◆ Dataset records:
========================================================================

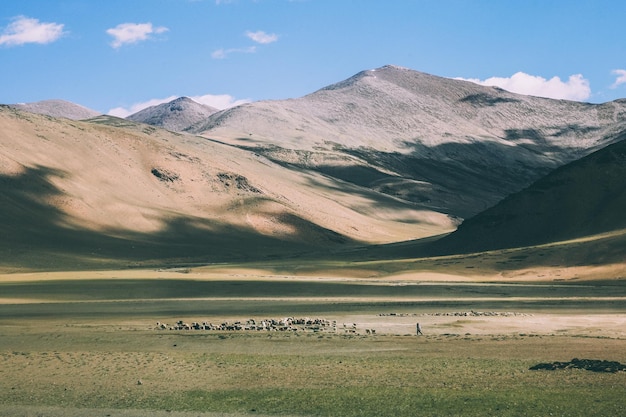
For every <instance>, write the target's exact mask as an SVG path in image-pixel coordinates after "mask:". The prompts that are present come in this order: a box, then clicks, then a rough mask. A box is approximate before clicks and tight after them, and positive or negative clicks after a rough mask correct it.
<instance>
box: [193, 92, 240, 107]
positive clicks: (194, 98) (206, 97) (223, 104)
mask: <svg viewBox="0 0 626 417" xmlns="http://www.w3.org/2000/svg"><path fill="white" fill-rule="evenodd" d="M189 98H190V99H192V100H193V101H197V102H198V103H200V104H205V105H207V106H211V107H215V108H216V109H220V110H224V109H229V108H231V107H235V106H239V105H240V104H245V103H250V102H251V101H252V100H250V99H241V100H235V98H234V97H233V96H231V95H228V94H220V95H212V94H206V95H203V96H191V97H189Z"/></svg>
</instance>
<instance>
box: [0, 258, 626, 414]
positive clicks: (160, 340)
mask: <svg viewBox="0 0 626 417" xmlns="http://www.w3.org/2000/svg"><path fill="white" fill-rule="evenodd" d="M625 292H626V289H625V288H624V286H623V285H622V284H621V281H620V280H610V281H599V280H594V281H567V282H561V281H549V282H538V281H536V280H534V281H532V282H525V283H522V282H517V283H512V282H473V279H469V280H467V281H466V282H447V281H429V282H425V281H418V280H407V279H406V277H405V278H404V279H389V278H384V279H383V278H380V277H379V278H375V279H372V278H370V279H363V278H354V277H345V276H344V277H340V276H335V277H332V276H330V277H329V276H326V277H321V276H304V277H303V276H295V275H278V274H275V273H274V274H273V273H270V272H268V270H267V269H264V270H261V269H259V270H252V269H247V268H245V269H236V268H228V270H226V269H224V268H222V269H221V270H220V271H219V272H218V271H217V270H216V269H214V270H213V271H212V272H210V273H209V272H207V271H206V270H202V269H198V270H194V269H193V268H191V269H187V268H183V269H179V270H168V271H157V270H152V271H138V270H134V271H107V272H104V271H95V272H73V273H42V274H13V275H5V276H3V277H2V279H1V280H0V392H1V393H2V395H0V416H24V417H30V416H41V415H43V416H49V417H56V416H78V415H93V416H119V417H143V416H148V415H150V416H165V415H167V416H175V417H188V416H192V415H193V416H205V417H215V416H228V417H235V416H241V415H293V416H296V415H298V416H304V415H307V416H308V415H311V416H322V415H323V416H329V415H341V416H375V415H395V416H413V415H427V416H429V415H433V416H434V415H438V416H441V415H460V414H462V415H476V416H478V415H485V414H490V415H494V414H497V415H510V416H513V415H537V416H539V415H547V414H549V413H552V414H554V415H581V416H583V415H584V416H589V415H620V414H621V415H623V414H624V413H625V412H626V404H625V403H624V401H623V398H624V397H625V396H626V388H625V387H626V373H624V372H618V373H615V374H613V373H598V372H589V371H584V370H574V369H566V370H559V371H530V370H529V368H530V367H531V366H533V365H536V364H537V363H546V362H548V363H549V362H554V361H570V360H572V359H573V358H587V359H598V360H611V361H619V362H621V363H626V354H625V352H626V307H625V306H626V303H625V301H626V293H625ZM284 317H312V318H322V319H325V320H328V321H329V322H336V326H335V327H333V328H330V327H329V328H324V329H321V330H317V331H313V330H311V329H300V330H298V331H265V330H264V331H259V330H254V331H252V330H240V331H213V330H157V325H156V322H165V323H170V324H173V323H175V322H177V321H179V320H182V321H185V322H194V321H195V322H204V321H206V322H212V323H221V322H226V321H228V322H231V323H232V322H234V321H241V322H245V321H246V320H248V319H255V320H256V321H257V322H258V321H261V320H263V319H273V318H275V319H281V318H284ZM416 323H420V326H421V328H422V331H423V333H424V334H423V335H419V336H418V335H416ZM372 330H375V332H372Z"/></svg>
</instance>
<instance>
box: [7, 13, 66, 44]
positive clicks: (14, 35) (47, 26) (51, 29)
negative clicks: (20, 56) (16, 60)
mask: <svg viewBox="0 0 626 417" xmlns="http://www.w3.org/2000/svg"><path fill="white" fill-rule="evenodd" d="M65 33H66V32H63V25H62V24H60V23H44V22H40V21H39V20H38V19H33V18H30V17H26V16H17V17H15V18H14V19H13V21H12V22H11V24H9V25H8V26H7V27H6V28H5V29H4V31H3V33H2V35H0V45H7V46H17V45H24V44H26V43H39V44H47V43H51V42H54V41H56V40H57V39H59V38H60V37H61V36H63V35H65Z"/></svg>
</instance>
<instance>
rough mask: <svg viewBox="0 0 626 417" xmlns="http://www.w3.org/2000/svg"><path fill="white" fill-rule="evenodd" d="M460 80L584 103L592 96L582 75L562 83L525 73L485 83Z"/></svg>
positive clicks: (554, 78)
mask: <svg viewBox="0 0 626 417" xmlns="http://www.w3.org/2000/svg"><path fill="white" fill-rule="evenodd" d="M458 79H460V80H465V81H471V82H474V83H476V84H481V85H487V86H495V87H500V88H502V89H504V90H507V91H511V92H513V93H518V94H526V95H531V96H538V97H547V98H554V99H565V100H575V101H582V100H586V99H588V98H589V97H590V96H591V88H590V87H589V81H588V80H587V79H585V78H584V77H583V76H582V75H581V74H574V75H570V77H569V79H568V80H567V81H561V79H560V78H559V77H552V78H550V79H549V80H547V79H545V78H543V77H540V76H536V75H529V74H526V73H524V72H517V73H515V74H513V75H512V76H511V77H509V78H502V77H491V78H488V79H486V80H484V81H481V80H479V79H475V78H473V79H465V78H458Z"/></svg>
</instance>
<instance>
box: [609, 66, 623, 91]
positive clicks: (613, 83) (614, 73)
mask: <svg viewBox="0 0 626 417" xmlns="http://www.w3.org/2000/svg"><path fill="white" fill-rule="evenodd" d="M611 74H615V75H617V79H616V80H615V82H614V83H613V85H611V88H617V87H618V86H620V85H622V84H626V70H622V69H619V70H613V71H611Z"/></svg>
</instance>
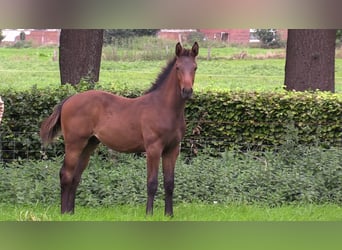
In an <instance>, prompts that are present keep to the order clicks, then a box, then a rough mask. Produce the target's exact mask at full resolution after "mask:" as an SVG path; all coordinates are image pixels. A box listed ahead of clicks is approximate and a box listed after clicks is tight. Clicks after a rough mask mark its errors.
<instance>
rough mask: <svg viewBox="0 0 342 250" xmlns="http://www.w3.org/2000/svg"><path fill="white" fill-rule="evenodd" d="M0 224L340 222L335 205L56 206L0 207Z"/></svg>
mask: <svg viewBox="0 0 342 250" xmlns="http://www.w3.org/2000/svg"><path fill="white" fill-rule="evenodd" d="M0 221H342V208H341V207H340V206H338V205H335V204H323V205H313V204H303V205H286V206H280V207H274V208H270V207H265V206H258V205H223V204H211V205H209V204H202V203H195V204H190V203H182V204H176V205H175V208H174V217H173V218H169V217H165V216H164V215H163V204H162V203H157V204H156V205H155V209H154V215H153V216H146V215H145V207H144V206H143V205H137V206H133V205H120V206H114V207H97V208H90V207H82V206H80V207H77V208H76V210H75V214H74V215H61V214H60V212H59V206H57V205H56V206H43V205H36V206H11V205H1V206H0Z"/></svg>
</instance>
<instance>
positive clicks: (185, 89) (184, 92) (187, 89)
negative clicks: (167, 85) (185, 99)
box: [181, 88, 193, 99]
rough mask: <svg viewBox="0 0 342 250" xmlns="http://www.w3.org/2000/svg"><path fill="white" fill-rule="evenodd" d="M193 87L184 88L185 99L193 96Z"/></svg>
mask: <svg viewBox="0 0 342 250" xmlns="http://www.w3.org/2000/svg"><path fill="white" fill-rule="evenodd" d="M192 92H193V90H192V88H183V89H182V92H181V95H182V98H183V99H189V98H190V97H191V96H192Z"/></svg>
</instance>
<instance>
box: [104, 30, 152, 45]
mask: <svg viewBox="0 0 342 250" xmlns="http://www.w3.org/2000/svg"><path fill="white" fill-rule="evenodd" d="M157 32H158V29H105V30H104V34H103V42H104V43H105V44H112V43H114V41H115V40H120V39H127V38H129V37H140V36H154V35H156V34H157Z"/></svg>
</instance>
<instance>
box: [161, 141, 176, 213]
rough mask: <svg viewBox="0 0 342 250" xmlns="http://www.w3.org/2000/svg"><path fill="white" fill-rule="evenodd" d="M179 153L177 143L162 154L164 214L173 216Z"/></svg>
mask: <svg viewBox="0 0 342 250" xmlns="http://www.w3.org/2000/svg"><path fill="white" fill-rule="evenodd" d="M178 155H179V145H177V146H176V147H175V148H173V149H171V150H170V151H168V152H167V153H164V154H163V156H162V157H163V161H162V164H163V175H164V190H165V215H168V216H173V189H174V175H175V165H176V160H177V157H178Z"/></svg>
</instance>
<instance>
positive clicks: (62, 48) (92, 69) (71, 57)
mask: <svg viewBox="0 0 342 250" xmlns="http://www.w3.org/2000/svg"><path fill="white" fill-rule="evenodd" d="M102 44H103V30H102V29H62V30H61V34H60V46H59V67H60V76H61V83H62V84H66V83H70V84H72V85H76V84H78V83H79V82H80V81H81V80H84V81H86V82H89V83H95V82H98V81H99V75H100V64H101V54H102Z"/></svg>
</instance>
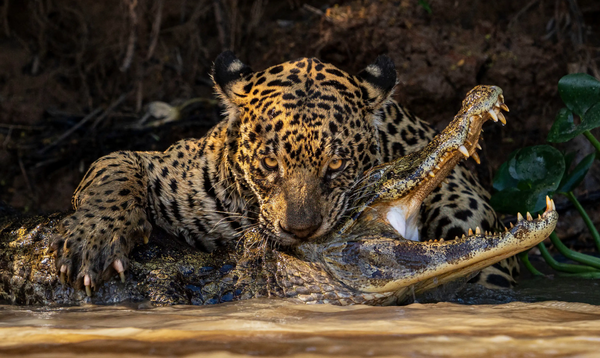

========================================================================

◆ Directions:
Please swap "rough mask" for "coarse mask" in the entries from the line with "87L184 88L185 99L193" through the end of the entries, leaving everything else unchanged, and give back only those lines without the pictures.

◆ Exercise answer:
coarse mask: <svg viewBox="0 0 342 250" xmlns="http://www.w3.org/2000/svg"><path fill="white" fill-rule="evenodd" d="M193 87L184 88L185 99L193 96Z"/></svg>
mask: <svg viewBox="0 0 342 250" xmlns="http://www.w3.org/2000/svg"><path fill="white" fill-rule="evenodd" d="M192 92H193V90H192V88H183V89H182V92H181V95H182V98H183V99H189V98H190V97H191V96H192Z"/></svg>
</instance>
<instance>
box: [104, 30, 152, 45]
mask: <svg viewBox="0 0 342 250" xmlns="http://www.w3.org/2000/svg"><path fill="white" fill-rule="evenodd" d="M157 32H158V29H105V30H104V34H103V42H104V43H105V44H112V43H114V41H115V40H120V39H127V38H129V37H140V36H154V35H156V34H157Z"/></svg>
</instance>
<instance>
box: [161, 141, 176, 213]
coarse mask: <svg viewBox="0 0 342 250" xmlns="http://www.w3.org/2000/svg"><path fill="white" fill-rule="evenodd" d="M179 153L177 143L162 154L164 214L173 216Z"/></svg>
mask: <svg viewBox="0 0 342 250" xmlns="http://www.w3.org/2000/svg"><path fill="white" fill-rule="evenodd" d="M178 155H179V145H177V146H176V147H175V148H173V149H171V150H170V151H168V152H167V153H164V154H163V156H162V157H163V161H162V164H163V175H164V190H165V215H168V216H173V189H174V175H175V165H176V160H177V157H178Z"/></svg>
</instance>
<instance>
positive clicks: (62, 48) (92, 69) (71, 57)
mask: <svg viewBox="0 0 342 250" xmlns="http://www.w3.org/2000/svg"><path fill="white" fill-rule="evenodd" d="M102 44H103V30H102V29H62V30H61V34H60V46H59V67H60V76H61V83H62V84H66V83H70V84H72V85H76V84H78V83H79V82H80V81H81V80H84V81H86V82H89V83H95V82H98V81H99V75H100V64H101V54H102Z"/></svg>
</instance>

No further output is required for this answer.